**Page extract**

Local news channels allegedly reported that pictures of Bharat Mata had been burnt and that Sujatha was the instigator. Trolls online dug out her photograph and circulated it on social media with suggestions that she was anti-national and had Naxalite connections.

A Facebook post in Telugu by someone called Pillala Manmadha Vedhas carried her photograph and identified her by name. It says she burnt photos of Bharat Mata, has Naxalite connections and is leading students astray.

He also asks people to comment "as Indians" and those who fail to do so might as well be dead. More chillingly, he wrote, "Lakshman cut off Surpanakha's ears and nose then, what should be done with this wretch now?"

The nature of the post is akin to setting up Sujatha Surepally for target practice online. It attracted all kinds of vile abuse and death threats directed towards Sujatha. One person, Murali Kishore, commented that "it's time for her to go".

Records of labeled points:
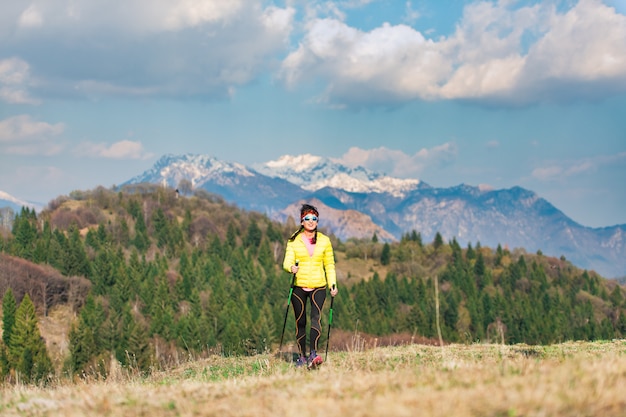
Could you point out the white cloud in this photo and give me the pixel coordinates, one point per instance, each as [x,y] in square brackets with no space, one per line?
[397,163]
[497,53]
[31,17]
[145,47]
[124,149]
[21,135]
[14,81]
[557,171]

**Exercise requirements**
(1) Summarize the article on the trolling of Sujatha in two sentences.
(2) Rewrite a section of the article on the trolling of Sujatha, swapping "Facebook post" for "social media post". Begin at the words "A Facebook post" and stop after "leading students astray.".
(3) Carry on the article about the online attacks on Sujatha Surepally from the point where it ends.

**Responses by task**
(1) Local news channels reportedly blamed Sujatha for the burning of Bharat Mata pictures, and online trolls spread her photograph with suggestions that she was anti-national and had Naxalite connections. A Telugu Facebook post by Pillala Manmadha Vedhas named her, invoked Lakshman cutting off Surpanakha's ears and nose to ask what should be done with her, and attracted vile abuse and death threats against her.

(2)
A social media post in Telugu by someone called Pillala Manmadha Vedhas carried her photograph and identified her by name. It says she burnt photos of Bharat Mata, has Naxalite connections and is leading students astray.

(3)
Press reports from Telangana state that the Commissioner of Police, Karimnagar, Kamalasan Reddy, thinks no crime had been made out and the online abuse amounted to defamation.

What is important to remember is that the attack on Sujatha is more than an attack on just a Dalit writer-academic-activist. It is a frontal attack on at least three different sections of people, who constitute a large majority of the underclass in Telangana and Andhra Pradesh.

Sujatha Surepally is not just a Dalit activist. She is a rallying force in the environmental movement in Karimnagar, which is opposed to extractive industries. In this case granite mining, which was a Rs 3,000 crore per annum industry.

She has also been at the forefront of the movement against student suicides on campuses, which have taken a particularly brutal toll in Telangana.  And hers was a voice that tried to ensure that Dalit/bahujans and minorities found justice and dignity.

This put her at odds with everyone: those in power and those aspiring to power in India's newest state.

The assault on Sujatha is firstly an attack on young people, particularly from rural and non-privileged backgrounds. 90% of the students at Satvahana University are from SC/ST/BC and minority backgrounds.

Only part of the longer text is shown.